# EXCERPTED RECORDS
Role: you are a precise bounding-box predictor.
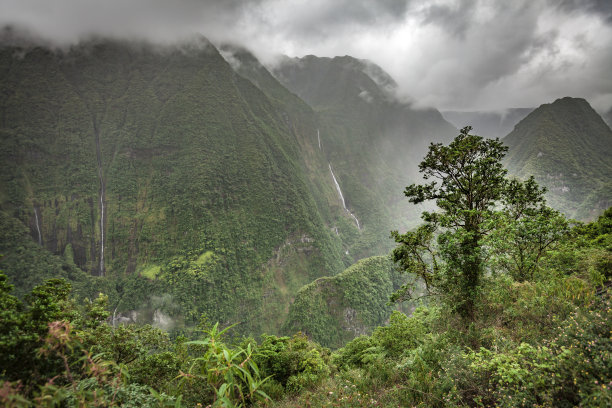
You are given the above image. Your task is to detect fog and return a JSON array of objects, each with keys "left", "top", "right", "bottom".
[{"left": 1, "top": 0, "right": 611, "bottom": 112}]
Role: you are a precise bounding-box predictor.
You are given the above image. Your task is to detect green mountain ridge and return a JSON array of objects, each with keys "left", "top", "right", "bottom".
[
  {"left": 217, "top": 44, "right": 360, "bottom": 250},
  {"left": 2, "top": 36, "right": 610, "bottom": 343},
  {"left": 272, "top": 54, "right": 458, "bottom": 258},
  {"left": 0, "top": 37, "right": 349, "bottom": 334},
  {"left": 282, "top": 255, "right": 408, "bottom": 348},
  {"left": 503, "top": 97, "right": 612, "bottom": 220}
]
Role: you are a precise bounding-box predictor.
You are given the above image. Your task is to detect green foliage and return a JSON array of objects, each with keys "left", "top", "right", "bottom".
[
  {"left": 181, "top": 323, "right": 271, "bottom": 407},
  {"left": 488, "top": 177, "right": 570, "bottom": 281},
  {"left": 394, "top": 126, "right": 512, "bottom": 320},
  {"left": 0, "top": 39, "right": 346, "bottom": 337},
  {"left": 261, "top": 370, "right": 386, "bottom": 408},
  {"left": 503, "top": 97, "right": 612, "bottom": 220},
  {"left": 0, "top": 274, "right": 26, "bottom": 381},
  {"left": 464, "top": 296, "right": 612, "bottom": 407},
  {"left": 254, "top": 333, "right": 330, "bottom": 395},
  {"left": 283, "top": 255, "right": 408, "bottom": 348},
  {"left": 87, "top": 323, "right": 171, "bottom": 365},
  {"left": 393, "top": 127, "right": 568, "bottom": 322},
  {"left": 295, "top": 207, "right": 612, "bottom": 408},
  {"left": 0, "top": 318, "right": 176, "bottom": 408},
  {"left": 371, "top": 310, "right": 430, "bottom": 359},
  {"left": 0, "top": 273, "right": 79, "bottom": 389}
]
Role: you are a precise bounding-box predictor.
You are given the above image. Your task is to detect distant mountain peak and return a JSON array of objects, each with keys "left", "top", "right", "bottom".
[{"left": 503, "top": 96, "right": 612, "bottom": 220}]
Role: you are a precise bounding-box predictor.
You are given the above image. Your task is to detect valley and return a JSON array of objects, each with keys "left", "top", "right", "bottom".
[
  {"left": 1, "top": 36, "right": 611, "bottom": 342},
  {"left": 0, "top": 30, "right": 610, "bottom": 407}
]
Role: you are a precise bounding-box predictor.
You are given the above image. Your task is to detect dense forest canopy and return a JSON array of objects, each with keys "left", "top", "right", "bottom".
[
  {"left": 1, "top": 127, "right": 610, "bottom": 407},
  {"left": 0, "top": 11, "right": 610, "bottom": 404}
]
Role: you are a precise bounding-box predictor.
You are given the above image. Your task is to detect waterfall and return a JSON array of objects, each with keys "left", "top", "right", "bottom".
[
  {"left": 93, "top": 117, "right": 105, "bottom": 277},
  {"left": 33, "top": 207, "right": 42, "bottom": 245},
  {"left": 99, "top": 187, "right": 105, "bottom": 275},
  {"left": 317, "top": 129, "right": 321, "bottom": 150},
  {"left": 329, "top": 164, "right": 361, "bottom": 230}
]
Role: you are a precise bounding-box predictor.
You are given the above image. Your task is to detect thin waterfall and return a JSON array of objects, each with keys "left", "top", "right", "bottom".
[
  {"left": 99, "top": 187, "right": 105, "bottom": 275},
  {"left": 93, "top": 117, "right": 105, "bottom": 277},
  {"left": 317, "top": 129, "right": 321, "bottom": 150},
  {"left": 328, "top": 164, "right": 361, "bottom": 230},
  {"left": 33, "top": 207, "right": 42, "bottom": 245}
]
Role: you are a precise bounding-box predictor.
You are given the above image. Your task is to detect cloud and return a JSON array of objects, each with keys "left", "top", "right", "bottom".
[{"left": 0, "top": 0, "right": 610, "bottom": 112}]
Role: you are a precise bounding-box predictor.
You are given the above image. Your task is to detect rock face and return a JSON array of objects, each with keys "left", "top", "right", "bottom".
[{"left": 503, "top": 97, "right": 612, "bottom": 220}]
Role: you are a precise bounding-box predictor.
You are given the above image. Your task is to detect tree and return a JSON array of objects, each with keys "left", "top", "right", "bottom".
[
  {"left": 391, "top": 126, "right": 563, "bottom": 321},
  {"left": 488, "top": 177, "right": 569, "bottom": 281},
  {"left": 0, "top": 273, "right": 78, "bottom": 391}
]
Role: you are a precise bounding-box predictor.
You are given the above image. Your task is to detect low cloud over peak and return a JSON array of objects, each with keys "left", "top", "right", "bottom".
[{"left": 1, "top": 0, "right": 610, "bottom": 113}]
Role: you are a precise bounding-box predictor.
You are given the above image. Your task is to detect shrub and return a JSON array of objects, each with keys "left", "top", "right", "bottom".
[{"left": 255, "top": 333, "right": 330, "bottom": 395}]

# TASK ITEM
Each record above, in full: return it exactly, pictures excluded.

# ANSWER TO THIS TASK
Role: you are a precise bounding-box predictor.
You are given the above image. Your task is to detect fog and return a JSON array of objects, each with keys "left", "top", "right", "bottom".
[{"left": 1, "top": 0, "right": 611, "bottom": 112}]
Role: you are a precise bounding-box predictor.
You are given the above image. Your task is to detect green mountain ridge and return a JSON array of objects, each with keys "left", "top", "right", "bottom".
[
  {"left": 217, "top": 44, "right": 360, "bottom": 250},
  {"left": 2, "top": 36, "right": 610, "bottom": 343},
  {"left": 272, "top": 54, "right": 458, "bottom": 258},
  {"left": 0, "top": 37, "right": 349, "bottom": 334},
  {"left": 282, "top": 255, "right": 408, "bottom": 348},
  {"left": 503, "top": 97, "right": 612, "bottom": 220}
]
Role: you are a precise bounding-box predictor.
You are given the above image. Your task is to detect green foliage and return a JSON array of objects, each with keys "left", "top", "right", "bottom".
[
  {"left": 181, "top": 323, "right": 271, "bottom": 407},
  {"left": 488, "top": 177, "right": 570, "bottom": 281},
  {"left": 394, "top": 126, "right": 512, "bottom": 320},
  {"left": 0, "top": 39, "right": 346, "bottom": 337},
  {"left": 261, "top": 370, "right": 386, "bottom": 408},
  {"left": 503, "top": 97, "right": 612, "bottom": 220},
  {"left": 0, "top": 274, "right": 26, "bottom": 381},
  {"left": 464, "top": 296, "right": 612, "bottom": 407},
  {"left": 254, "top": 333, "right": 330, "bottom": 395},
  {"left": 283, "top": 255, "right": 408, "bottom": 348},
  {"left": 87, "top": 323, "right": 171, "bottom": 365},
  {"left": 393, "top": 127, "right": 568, "bottom": 322},
  {"left": 295, "top": 207, "right": 612, "bottom": 408},
  {"left": 0, "top": 318, "right": 176, "bottom": 408},
  {"left": 371, "top": 310, "right": 430, "bottom": 359},
  {"left": 0, "top": 273, "right": 79, "bottom": 389}
]
Role: you are a precise bounding-box predictor.
You are given the above image. Your task is to detect distant mountain peak and return a JSON array of objects, each with keys "left", "top", "right", "bottom".
[{"left": 503, "top": 96, "right": 612, "bottom": 220}]
Role: you are a precise bounding-box predictor.
You are given the above image. Your task is to detect valley and return a JSON array of objects, each with keys "left", "top", "right", "bottom".
[
  {"left": 1, "top": 36, "right": 611, "bottom": 342},
  {"left": 0, "top": 30, "right": 610, "bottom": 407}
]
Role: you are a precise bounding-box predictor.
You are given the above image. Your task is to detect dense forest canopy and return a JSON array of objects, each with keys "left", "top", "right", "bottom".
[
  {"left": 1, "top": 127, "right": 610, "bottom": 407},
  {"left": 0, "top": 11, "right": 610, "bottom": 404}
]
Role: you are a precise bounding-box predictor.
You are given the above image. Your task is to detect waterfall and return a JSON array of objects, each with keys "left", "top", "right", "bottom".
[
  {"left": 93, "top": 117, "right": 105, "bottom": 277},
  {"left": 33, "top": 207, "right": 42, "bottom": 245},
  {"left": 99, "top": 187, "right": 105, "bottom": 275},
  {"left": 317, "top": 129, "right": 321, "bottom": 150},
  {"left": 329, "top": 164, "right": 361, "bottom": 230}
]
Role: you are a precise bounding-box predictor.
You are given the above image. Your task is to detect thin waterfall and return a JSON array of objects, each with keys "left", "top", "right", "bottom".
[
  {"left": 99, "top": 187, "right": 105, "bottom": 275},
  {"left": 93, "top": 117, "right": 105, "bottom": 277},
  {"left": 317, "top": 129, "right": 321, "bottom": 150},
  {"left": 328, "top": 164, "right": 361, "bottom": 230},
  {"left": 33, "top": 207, "right": 42, "bottom": 245}
]
Role: you are a precise bounding-box predictor.
You are given the above image. Your task is to detect cloud and return a JSON array of objects, each with keys "left", "top", "right", "bottom".
[{"left": 0, "top": 0, "right": 610, "bottom": 112}]
Role: you are a precise bounding-box predictor.
You are given the above image. Your task is to detect rock face and return a JSON array of objects, each with keys "left", "top", "right", "bottom".
[{"left": 503, "top": 97, "right": 612, "bottom": 220}]
Role: you are a precise bounding-box predictor.
You are given the above image. Your task is to detect tree and return a JSON array of objects, each with keys "left", "top", "right", "bottom".
[
  {"left": 391, "top": 126, "right": 563, "bottom": 321},
  {"left": 488, "top": 177, "right": 569, "bottom": 281},
  {"left": 0, "top": 273, "right": 78, "bottom": 391}
]
Role: you are a precise bounding-box predictor.
You are given the above image. Your task is to detect low cloud over peak and return a JSON array of objects, each with keys "left", "top", "right", "bottom".
[{"left": 1, "top": 0, "right": 610, "bottom": 113}]
Role: you are a precise bounding-box predictor.
You are given the above image. Your task is to detect shrub and return a JSON array of objects, each with keys "left", "top", "right", "bottom".
[{"left": 255, "top": 333, "right": 330, "bottom": 395}]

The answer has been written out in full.